Count up every line of the data in which "door" occurs. The reply is one number and nothing more.

#### RECORDS FOR THIS TASK ####

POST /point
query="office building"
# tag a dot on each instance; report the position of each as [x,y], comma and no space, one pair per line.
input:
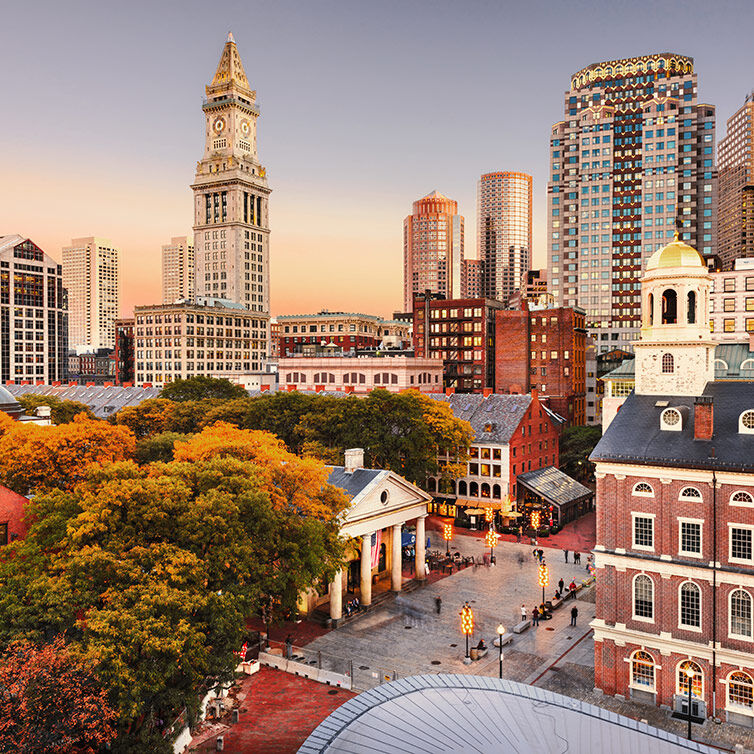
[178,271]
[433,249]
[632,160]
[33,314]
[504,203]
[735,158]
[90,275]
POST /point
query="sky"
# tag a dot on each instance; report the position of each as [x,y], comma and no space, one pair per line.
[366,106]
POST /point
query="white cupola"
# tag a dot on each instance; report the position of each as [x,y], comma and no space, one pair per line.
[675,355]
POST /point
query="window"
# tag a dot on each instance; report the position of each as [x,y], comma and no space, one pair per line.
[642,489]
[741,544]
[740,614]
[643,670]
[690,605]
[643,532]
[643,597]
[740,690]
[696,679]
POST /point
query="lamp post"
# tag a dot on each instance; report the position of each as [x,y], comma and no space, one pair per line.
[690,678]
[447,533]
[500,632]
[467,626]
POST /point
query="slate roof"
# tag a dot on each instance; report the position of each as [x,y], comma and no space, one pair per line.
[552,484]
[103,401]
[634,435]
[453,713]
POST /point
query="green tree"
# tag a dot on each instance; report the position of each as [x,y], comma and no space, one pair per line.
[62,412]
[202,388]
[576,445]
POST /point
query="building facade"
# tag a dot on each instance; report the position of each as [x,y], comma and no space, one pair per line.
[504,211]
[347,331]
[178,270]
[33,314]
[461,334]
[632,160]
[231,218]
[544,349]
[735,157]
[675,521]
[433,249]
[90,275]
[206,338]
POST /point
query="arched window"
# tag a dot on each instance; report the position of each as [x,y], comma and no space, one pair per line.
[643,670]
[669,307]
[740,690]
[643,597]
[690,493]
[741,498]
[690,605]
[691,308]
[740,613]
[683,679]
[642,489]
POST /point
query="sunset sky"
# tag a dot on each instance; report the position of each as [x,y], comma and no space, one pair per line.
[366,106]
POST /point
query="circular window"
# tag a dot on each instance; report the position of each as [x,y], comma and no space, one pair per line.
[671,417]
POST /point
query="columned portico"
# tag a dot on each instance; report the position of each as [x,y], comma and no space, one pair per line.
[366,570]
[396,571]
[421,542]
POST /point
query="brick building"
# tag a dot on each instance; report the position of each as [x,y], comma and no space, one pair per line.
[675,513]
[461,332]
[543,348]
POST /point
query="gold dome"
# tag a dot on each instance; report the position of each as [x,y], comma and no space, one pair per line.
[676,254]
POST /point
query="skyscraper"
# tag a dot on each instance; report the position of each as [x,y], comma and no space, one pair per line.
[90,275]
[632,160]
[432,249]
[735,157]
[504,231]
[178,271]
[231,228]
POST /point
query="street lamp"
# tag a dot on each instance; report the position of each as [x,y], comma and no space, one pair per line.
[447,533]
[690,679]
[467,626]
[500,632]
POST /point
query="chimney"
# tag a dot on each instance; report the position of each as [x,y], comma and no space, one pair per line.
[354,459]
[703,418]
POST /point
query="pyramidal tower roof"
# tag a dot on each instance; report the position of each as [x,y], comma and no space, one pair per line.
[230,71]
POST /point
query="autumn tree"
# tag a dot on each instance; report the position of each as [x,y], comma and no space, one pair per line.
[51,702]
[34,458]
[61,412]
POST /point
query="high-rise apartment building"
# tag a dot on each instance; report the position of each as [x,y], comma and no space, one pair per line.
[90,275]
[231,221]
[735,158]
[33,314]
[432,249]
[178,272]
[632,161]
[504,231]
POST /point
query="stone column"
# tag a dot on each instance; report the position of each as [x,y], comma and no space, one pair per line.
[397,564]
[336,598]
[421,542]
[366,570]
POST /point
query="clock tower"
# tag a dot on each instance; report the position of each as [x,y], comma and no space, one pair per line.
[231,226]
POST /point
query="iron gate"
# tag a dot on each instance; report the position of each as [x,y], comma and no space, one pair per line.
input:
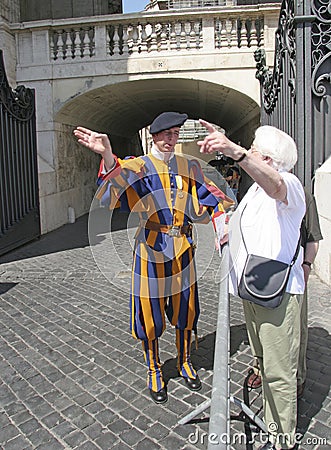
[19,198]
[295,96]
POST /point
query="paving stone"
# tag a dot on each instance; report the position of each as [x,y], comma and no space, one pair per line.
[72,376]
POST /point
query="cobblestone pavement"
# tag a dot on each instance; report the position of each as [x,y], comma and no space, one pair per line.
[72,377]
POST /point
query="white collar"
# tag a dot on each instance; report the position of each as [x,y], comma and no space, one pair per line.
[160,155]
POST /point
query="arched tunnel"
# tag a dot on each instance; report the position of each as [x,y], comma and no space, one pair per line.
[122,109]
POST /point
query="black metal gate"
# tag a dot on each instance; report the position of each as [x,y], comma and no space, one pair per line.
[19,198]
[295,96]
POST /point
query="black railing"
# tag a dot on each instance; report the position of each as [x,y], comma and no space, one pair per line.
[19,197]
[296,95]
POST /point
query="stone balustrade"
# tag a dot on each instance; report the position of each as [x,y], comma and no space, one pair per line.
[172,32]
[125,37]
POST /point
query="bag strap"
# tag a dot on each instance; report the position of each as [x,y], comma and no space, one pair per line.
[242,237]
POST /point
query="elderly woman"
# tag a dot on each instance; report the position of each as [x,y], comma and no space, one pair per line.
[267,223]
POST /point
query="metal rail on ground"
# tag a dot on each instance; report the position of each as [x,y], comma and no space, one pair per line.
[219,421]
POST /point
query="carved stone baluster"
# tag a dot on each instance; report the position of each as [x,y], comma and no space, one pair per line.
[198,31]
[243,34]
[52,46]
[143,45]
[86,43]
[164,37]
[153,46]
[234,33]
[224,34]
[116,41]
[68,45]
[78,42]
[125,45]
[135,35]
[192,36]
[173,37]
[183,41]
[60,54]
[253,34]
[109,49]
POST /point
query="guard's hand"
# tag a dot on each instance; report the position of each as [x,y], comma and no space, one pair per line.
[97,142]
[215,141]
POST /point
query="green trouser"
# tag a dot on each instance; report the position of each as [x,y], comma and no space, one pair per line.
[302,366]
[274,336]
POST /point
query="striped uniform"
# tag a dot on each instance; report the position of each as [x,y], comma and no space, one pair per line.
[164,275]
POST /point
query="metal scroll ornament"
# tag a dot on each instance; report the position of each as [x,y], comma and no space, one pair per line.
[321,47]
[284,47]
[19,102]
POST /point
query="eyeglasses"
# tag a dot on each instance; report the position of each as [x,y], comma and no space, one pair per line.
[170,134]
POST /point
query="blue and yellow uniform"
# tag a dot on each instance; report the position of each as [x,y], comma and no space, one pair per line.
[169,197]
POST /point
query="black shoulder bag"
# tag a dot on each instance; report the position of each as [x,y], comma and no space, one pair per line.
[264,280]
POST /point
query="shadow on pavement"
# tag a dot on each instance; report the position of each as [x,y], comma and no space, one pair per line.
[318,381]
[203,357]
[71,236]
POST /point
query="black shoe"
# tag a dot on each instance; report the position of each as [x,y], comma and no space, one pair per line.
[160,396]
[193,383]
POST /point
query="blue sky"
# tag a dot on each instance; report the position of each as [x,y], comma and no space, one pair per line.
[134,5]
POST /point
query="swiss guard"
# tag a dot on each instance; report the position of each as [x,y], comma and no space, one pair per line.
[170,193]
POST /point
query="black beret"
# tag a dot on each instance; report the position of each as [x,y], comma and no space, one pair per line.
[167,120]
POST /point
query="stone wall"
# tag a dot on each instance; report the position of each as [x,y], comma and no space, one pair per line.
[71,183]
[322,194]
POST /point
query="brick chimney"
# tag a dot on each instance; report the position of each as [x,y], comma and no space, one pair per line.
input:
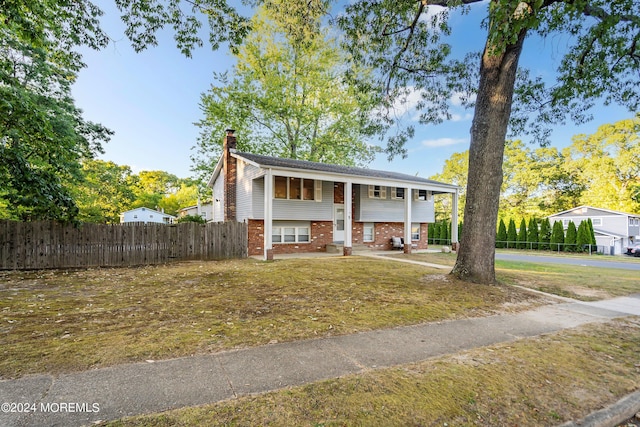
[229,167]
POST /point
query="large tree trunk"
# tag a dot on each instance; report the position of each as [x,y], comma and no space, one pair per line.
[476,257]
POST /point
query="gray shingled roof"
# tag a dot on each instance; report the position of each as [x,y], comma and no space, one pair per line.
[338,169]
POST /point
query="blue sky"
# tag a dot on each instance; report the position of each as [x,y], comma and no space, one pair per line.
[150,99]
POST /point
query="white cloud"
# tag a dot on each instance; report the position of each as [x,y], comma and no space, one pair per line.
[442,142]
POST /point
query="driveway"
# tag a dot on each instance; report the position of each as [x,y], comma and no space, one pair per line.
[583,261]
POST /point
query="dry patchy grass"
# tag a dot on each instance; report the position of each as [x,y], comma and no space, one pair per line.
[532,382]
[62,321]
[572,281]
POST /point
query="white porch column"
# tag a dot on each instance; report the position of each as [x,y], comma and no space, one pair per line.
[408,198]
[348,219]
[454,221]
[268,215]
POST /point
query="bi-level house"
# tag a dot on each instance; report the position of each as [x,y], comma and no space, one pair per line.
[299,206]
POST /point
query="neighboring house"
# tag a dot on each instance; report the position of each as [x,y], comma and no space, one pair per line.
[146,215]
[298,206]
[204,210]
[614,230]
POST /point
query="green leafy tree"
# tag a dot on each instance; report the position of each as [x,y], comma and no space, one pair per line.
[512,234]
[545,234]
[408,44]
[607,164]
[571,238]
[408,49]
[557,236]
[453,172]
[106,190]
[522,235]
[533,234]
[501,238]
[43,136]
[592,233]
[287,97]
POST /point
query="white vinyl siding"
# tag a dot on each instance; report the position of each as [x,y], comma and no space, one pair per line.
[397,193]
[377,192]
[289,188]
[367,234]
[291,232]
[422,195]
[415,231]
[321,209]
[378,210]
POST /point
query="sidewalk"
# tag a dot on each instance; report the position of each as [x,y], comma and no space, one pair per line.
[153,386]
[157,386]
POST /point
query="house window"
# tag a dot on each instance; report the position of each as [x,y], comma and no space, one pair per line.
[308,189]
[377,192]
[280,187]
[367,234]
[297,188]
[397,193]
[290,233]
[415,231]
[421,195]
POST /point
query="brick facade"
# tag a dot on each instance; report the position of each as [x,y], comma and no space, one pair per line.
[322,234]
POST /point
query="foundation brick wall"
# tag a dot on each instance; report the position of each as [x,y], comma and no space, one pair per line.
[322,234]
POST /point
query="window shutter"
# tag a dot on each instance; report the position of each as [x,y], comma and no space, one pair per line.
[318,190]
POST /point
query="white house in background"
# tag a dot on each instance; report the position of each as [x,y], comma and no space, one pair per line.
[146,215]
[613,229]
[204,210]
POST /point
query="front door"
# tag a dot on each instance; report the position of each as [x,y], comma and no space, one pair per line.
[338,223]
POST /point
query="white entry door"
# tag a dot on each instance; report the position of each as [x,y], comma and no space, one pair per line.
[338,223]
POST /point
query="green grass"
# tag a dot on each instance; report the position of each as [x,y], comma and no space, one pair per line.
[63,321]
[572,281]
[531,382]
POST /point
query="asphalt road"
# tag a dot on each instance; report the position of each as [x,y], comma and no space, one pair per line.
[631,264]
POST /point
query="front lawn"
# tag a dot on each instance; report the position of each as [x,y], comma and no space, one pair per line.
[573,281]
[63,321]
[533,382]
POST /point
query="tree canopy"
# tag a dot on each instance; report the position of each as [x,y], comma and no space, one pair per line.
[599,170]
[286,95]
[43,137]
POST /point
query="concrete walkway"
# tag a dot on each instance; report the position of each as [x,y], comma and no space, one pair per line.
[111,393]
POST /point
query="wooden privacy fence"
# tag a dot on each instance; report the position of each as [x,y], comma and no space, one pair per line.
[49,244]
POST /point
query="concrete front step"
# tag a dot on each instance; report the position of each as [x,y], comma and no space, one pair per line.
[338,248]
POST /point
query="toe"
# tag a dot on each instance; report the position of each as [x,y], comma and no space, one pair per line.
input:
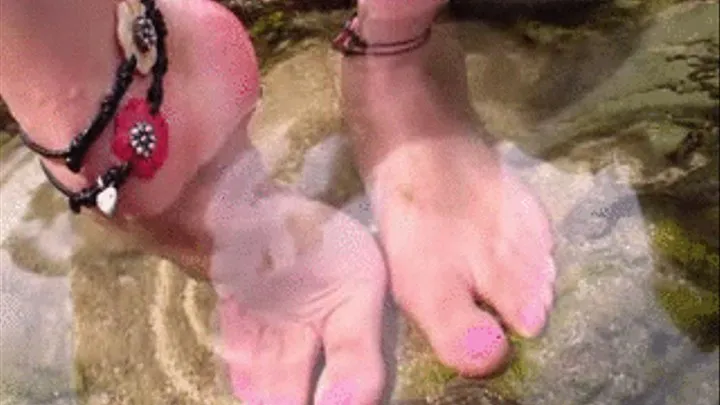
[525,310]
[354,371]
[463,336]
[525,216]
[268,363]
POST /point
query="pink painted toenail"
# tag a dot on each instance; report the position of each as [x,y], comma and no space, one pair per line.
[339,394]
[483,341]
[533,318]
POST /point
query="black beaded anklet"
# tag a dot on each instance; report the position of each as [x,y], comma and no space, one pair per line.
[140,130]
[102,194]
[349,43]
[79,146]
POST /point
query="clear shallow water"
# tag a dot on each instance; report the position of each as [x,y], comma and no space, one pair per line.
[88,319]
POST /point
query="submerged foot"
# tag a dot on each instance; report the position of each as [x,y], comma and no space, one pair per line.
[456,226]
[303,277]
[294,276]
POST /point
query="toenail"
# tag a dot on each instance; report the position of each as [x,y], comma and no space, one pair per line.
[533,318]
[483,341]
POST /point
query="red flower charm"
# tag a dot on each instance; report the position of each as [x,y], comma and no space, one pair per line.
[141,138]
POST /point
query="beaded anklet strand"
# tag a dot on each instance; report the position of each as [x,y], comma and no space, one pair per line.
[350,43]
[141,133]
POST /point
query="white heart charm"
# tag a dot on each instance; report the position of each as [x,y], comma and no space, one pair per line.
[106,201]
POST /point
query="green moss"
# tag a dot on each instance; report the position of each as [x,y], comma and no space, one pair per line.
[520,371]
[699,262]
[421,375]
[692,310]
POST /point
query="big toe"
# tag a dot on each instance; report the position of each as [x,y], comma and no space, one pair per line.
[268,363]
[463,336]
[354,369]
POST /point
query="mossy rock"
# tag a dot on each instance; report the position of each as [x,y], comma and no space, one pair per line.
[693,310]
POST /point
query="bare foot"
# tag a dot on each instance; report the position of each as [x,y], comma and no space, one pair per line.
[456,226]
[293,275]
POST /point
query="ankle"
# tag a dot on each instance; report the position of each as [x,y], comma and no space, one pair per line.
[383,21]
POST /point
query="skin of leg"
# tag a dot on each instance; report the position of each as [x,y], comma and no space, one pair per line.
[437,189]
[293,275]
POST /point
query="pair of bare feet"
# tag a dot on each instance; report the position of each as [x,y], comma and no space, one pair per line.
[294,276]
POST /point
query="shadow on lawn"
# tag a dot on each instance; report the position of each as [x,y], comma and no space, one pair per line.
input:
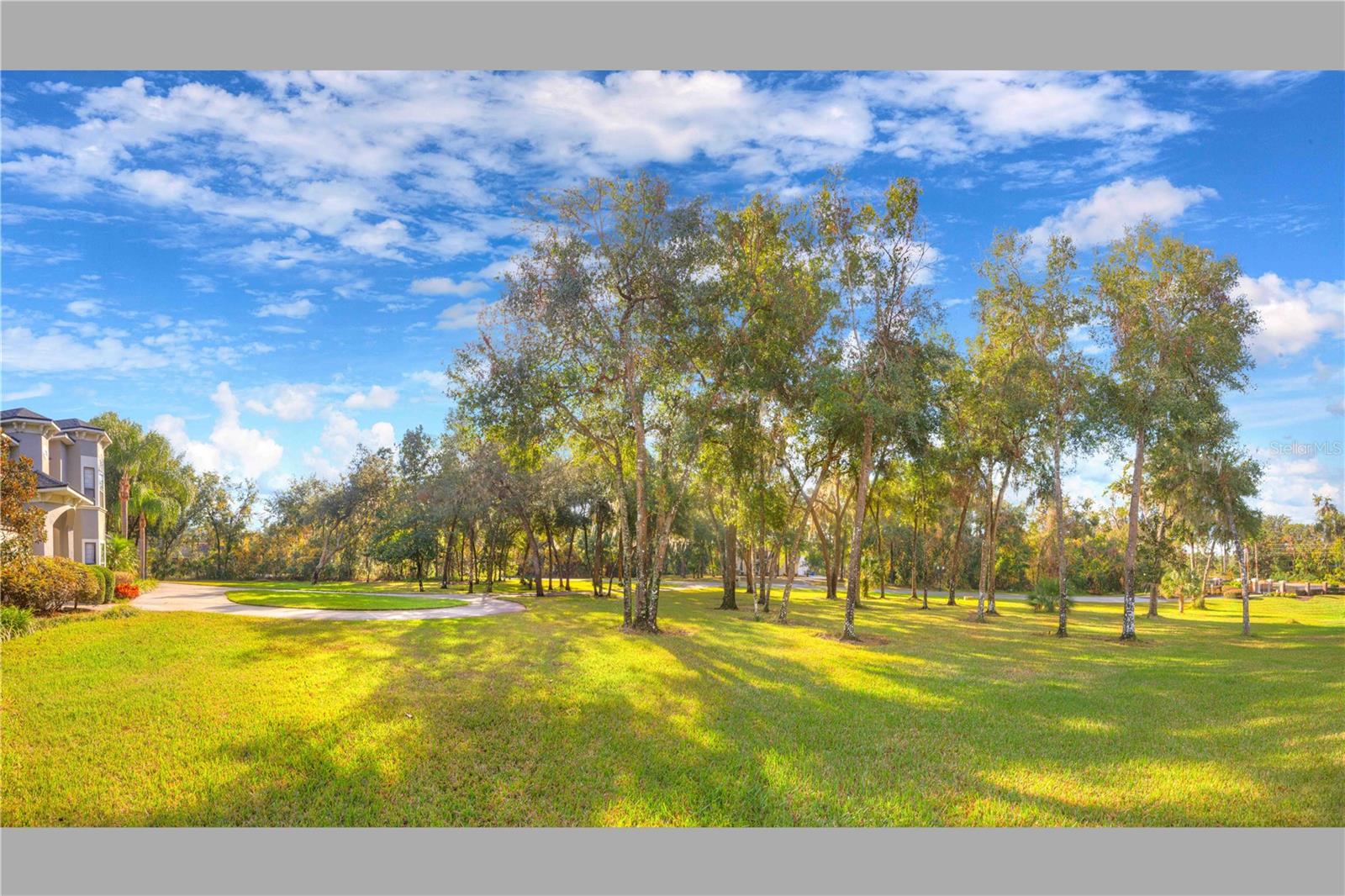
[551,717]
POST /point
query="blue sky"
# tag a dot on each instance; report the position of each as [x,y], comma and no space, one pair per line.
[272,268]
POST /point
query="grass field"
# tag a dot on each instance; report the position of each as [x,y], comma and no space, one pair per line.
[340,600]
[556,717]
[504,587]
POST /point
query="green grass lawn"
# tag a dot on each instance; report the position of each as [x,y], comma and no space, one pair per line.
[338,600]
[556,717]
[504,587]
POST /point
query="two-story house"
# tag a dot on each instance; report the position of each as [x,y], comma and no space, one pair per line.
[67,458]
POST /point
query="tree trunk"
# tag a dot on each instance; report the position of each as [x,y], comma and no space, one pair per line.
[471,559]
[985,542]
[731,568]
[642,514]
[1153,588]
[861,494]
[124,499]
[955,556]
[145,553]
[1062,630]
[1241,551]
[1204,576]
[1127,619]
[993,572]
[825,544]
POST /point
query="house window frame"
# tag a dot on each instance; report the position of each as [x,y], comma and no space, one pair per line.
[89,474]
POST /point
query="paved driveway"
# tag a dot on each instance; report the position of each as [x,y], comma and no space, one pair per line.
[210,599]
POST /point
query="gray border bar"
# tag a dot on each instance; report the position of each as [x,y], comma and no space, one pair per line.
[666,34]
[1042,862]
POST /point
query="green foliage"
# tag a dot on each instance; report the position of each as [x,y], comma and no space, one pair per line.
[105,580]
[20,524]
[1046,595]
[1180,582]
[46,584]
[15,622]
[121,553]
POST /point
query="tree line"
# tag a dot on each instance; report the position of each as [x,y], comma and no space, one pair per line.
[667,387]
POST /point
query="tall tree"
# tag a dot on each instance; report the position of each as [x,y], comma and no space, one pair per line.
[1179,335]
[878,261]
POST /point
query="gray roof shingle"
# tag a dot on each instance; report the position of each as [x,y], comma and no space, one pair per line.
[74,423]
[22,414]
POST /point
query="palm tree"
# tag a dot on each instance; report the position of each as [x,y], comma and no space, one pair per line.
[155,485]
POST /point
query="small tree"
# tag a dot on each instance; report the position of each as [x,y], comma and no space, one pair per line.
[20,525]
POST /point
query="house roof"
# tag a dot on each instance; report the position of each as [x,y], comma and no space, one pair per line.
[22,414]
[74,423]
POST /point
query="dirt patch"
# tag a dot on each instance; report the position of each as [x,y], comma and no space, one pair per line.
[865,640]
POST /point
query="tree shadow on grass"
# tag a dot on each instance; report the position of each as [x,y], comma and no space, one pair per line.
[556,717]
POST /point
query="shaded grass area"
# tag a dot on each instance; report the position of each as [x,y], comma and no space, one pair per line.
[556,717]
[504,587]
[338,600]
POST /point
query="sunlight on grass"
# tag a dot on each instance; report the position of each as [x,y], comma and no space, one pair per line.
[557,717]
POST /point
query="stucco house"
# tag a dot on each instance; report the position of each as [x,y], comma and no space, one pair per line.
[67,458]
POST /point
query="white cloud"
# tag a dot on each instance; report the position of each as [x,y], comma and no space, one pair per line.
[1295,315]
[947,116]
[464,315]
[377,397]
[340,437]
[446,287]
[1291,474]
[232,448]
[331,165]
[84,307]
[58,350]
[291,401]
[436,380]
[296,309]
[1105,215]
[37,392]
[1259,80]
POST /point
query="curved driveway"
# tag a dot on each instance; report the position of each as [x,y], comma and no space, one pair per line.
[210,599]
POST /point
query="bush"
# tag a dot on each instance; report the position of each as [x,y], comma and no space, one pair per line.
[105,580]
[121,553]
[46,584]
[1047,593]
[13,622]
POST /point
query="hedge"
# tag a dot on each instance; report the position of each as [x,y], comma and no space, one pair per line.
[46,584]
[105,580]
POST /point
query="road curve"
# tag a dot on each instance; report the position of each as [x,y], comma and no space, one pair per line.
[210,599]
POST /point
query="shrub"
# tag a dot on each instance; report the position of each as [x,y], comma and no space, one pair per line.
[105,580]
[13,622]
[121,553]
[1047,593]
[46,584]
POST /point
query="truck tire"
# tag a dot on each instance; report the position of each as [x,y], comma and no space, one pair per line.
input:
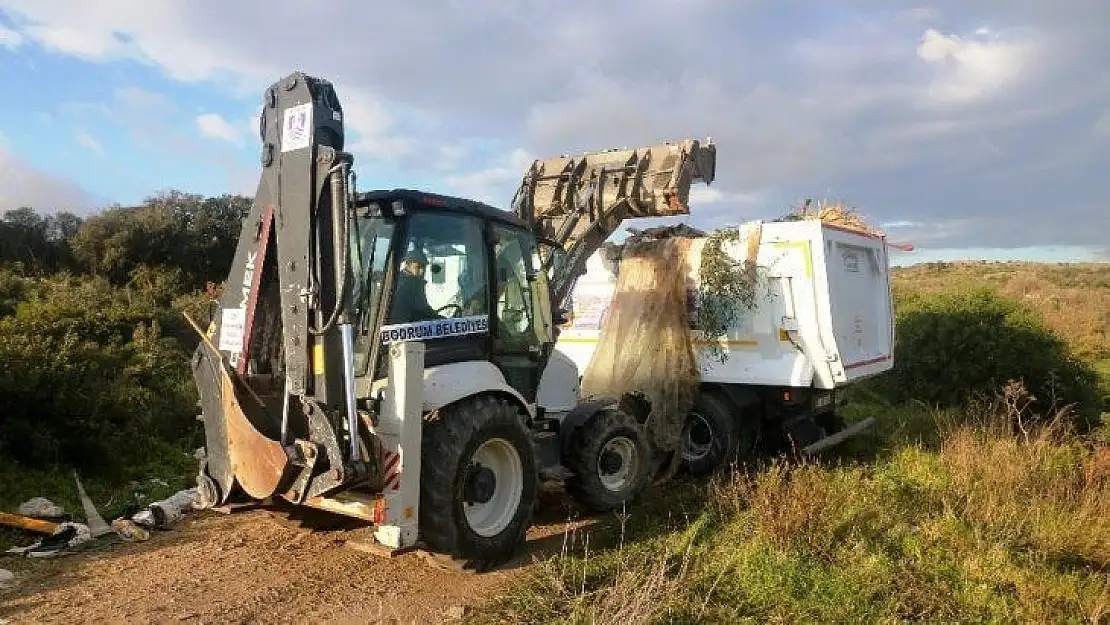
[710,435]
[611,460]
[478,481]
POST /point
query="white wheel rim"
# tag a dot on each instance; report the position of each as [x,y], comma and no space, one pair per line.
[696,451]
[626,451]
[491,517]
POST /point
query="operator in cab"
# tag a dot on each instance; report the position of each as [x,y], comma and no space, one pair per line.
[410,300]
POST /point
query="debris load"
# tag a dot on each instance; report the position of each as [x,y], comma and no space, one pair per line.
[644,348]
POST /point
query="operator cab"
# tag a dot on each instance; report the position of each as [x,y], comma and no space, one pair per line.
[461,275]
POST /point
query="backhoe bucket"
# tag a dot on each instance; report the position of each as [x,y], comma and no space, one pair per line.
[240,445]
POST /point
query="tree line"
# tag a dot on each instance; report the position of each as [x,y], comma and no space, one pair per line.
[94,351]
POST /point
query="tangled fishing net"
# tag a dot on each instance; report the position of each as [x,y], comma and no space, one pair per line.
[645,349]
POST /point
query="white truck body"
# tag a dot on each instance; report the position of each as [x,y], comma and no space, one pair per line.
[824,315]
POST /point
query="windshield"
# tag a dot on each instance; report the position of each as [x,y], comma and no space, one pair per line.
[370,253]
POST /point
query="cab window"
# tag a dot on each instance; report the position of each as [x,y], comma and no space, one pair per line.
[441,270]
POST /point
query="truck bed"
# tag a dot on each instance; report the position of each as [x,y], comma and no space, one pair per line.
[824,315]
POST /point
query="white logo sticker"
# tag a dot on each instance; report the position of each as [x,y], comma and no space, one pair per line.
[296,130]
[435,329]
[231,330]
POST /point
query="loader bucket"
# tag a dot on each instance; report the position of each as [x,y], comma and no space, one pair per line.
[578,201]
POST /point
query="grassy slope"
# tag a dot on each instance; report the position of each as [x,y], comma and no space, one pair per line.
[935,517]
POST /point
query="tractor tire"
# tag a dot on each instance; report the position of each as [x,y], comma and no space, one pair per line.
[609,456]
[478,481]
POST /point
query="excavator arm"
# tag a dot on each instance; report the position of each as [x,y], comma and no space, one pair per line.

####

*ANSWER AREA*
2